TASK TO CARRY OUT
Extract each line of the material below that contains the word "white", and copy those lines without any changes.

DATA TO PROCESS
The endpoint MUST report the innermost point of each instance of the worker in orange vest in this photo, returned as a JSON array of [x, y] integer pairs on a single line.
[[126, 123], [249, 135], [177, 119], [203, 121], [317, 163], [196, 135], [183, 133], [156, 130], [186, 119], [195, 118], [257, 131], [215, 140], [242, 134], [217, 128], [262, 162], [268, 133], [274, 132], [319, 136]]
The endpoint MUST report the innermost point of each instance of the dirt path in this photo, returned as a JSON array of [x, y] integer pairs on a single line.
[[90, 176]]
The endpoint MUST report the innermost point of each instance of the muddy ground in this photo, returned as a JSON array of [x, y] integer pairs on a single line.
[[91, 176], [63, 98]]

--

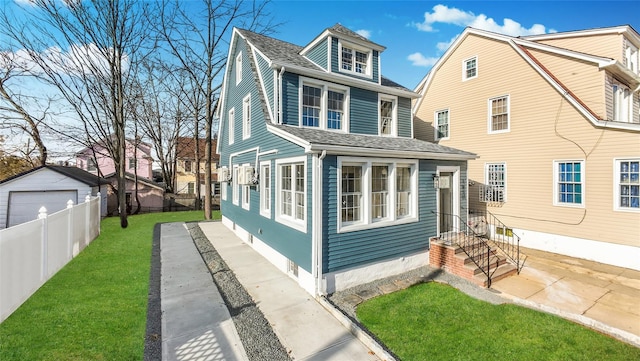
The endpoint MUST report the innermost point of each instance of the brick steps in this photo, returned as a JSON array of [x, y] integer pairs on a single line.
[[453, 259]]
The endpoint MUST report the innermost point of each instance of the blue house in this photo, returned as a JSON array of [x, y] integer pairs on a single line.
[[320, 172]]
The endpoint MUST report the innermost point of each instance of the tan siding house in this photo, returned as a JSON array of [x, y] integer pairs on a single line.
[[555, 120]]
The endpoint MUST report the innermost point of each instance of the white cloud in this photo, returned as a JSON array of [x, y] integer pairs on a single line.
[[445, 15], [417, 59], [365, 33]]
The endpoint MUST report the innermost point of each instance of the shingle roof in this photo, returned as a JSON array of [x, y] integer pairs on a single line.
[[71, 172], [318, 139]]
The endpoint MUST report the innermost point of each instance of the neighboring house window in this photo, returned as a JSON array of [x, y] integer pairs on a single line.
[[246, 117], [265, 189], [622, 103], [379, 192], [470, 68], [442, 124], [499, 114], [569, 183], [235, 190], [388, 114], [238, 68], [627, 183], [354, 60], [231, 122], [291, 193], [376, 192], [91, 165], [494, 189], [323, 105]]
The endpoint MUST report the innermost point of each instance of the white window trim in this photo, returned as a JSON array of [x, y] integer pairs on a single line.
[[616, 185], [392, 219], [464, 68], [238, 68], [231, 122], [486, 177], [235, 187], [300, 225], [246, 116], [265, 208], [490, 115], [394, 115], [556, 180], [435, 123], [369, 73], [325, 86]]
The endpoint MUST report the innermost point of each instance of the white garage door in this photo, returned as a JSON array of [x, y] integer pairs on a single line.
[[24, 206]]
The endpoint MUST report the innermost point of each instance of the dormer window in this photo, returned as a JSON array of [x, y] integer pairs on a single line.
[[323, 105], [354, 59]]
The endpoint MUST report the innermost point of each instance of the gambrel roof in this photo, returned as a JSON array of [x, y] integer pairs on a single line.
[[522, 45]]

---

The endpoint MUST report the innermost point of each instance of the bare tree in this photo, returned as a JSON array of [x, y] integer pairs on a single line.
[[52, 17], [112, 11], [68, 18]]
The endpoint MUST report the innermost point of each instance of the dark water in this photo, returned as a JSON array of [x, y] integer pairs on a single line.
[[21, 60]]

EXERCISE ANSWER
The endpoint MUST report the innermost point of each instance of the white cloud in this photo, returned as a JSON array of [x, y] integer pairs on a single line.
The endpoint MUST report the innermost point of each instance of the white window trim in this photo, returned as a JSON array of [x, y] integer pairs on a single line.
The endpoint MUST report the innermost point of each instance of the white garage door in this photo, returned as a JSON array of [x, y] integer pairs on a single line.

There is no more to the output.